◆ **Reading text**
>>

Raoult's Law states that the partial vapour pressure of each component in an ideal solution is equal to the mole fraction of that component multiplied by vapour pressure of its pure component.
Given:
- Vapour pressure of A (\(P_A\)) = 21 kPa
- Vapour pressure of B (\(P_B\)) = 18 kPa
- Moles of A (\(n_A\)) = 1 mole
- Moles of B (\(n_B\)) = 2 moles
Total number of moles in the solution:
\(n_{\text{total}} = n_A + n_B = 1 + 2 = 3\)
Mole fractions of A and B:
\(\text{Mole fraction of A} (\chi_A) = \frac{n_A}{n_{\text{total}}} = \frac{1}{3}\)
\(\text{Mole fraction of B} (\chi_B) = \frac{n_B}{n_{\text{total}}} = \frac{2}{3}\)
Partial vapour pressures of A and B:
\(P_{\text{A solution}} = \chi_A \times P_A = \frac{1}{3} \times 21 = 7 \, \text{kPa}\)
\(P_{\text{B solution}} = \chi_B \times P_B = \frac{2}{3} \times 18 = 12 \, \text{kPa}\)
Finally, sum the partial vapor pressures to get the total vapor pressure of the mixture:
\(P_{\text{total}} = P_{\text{A solution}}\ +\ P_{\text{B solution}} = 7 + 12 = 19 \, \text{kPa}\)
Vapour pressure of the mixture is \(19 \, \text{kPa}\)

<<

◆ **Provided material**
>>

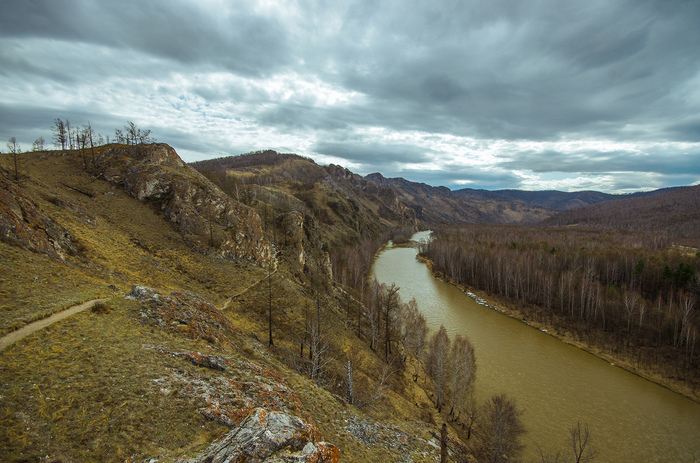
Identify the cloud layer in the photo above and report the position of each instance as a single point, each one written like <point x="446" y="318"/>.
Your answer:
<point x="531" y="94"/>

<<

◆ **Exercise prompt**
Reproduce the portion of the Raoult's Law calculation starting at "Raoult's Law states" and ending at "n_B = 1 + 2 = 3\)".

◆ **Full output**
Raoult's Law states that the partial vapour pressure of each component in an ideal solution is equal to the mole fraction of that component multiplied by vapour pressure of its pure component.
Given:
- Vapour pressure of A (\(P_A\)) = 21 kPa
- Vapour pressure of B (\(P_B\)) = 18 kPa
- Moles of A (\(n_A\)) = 1 mole
- Moles of B (\(n_B\)) = 2 moles
Total number of moles in the solution:
\(n_{\text{total}} = n_A + n_B = 1 + 2 = 3\)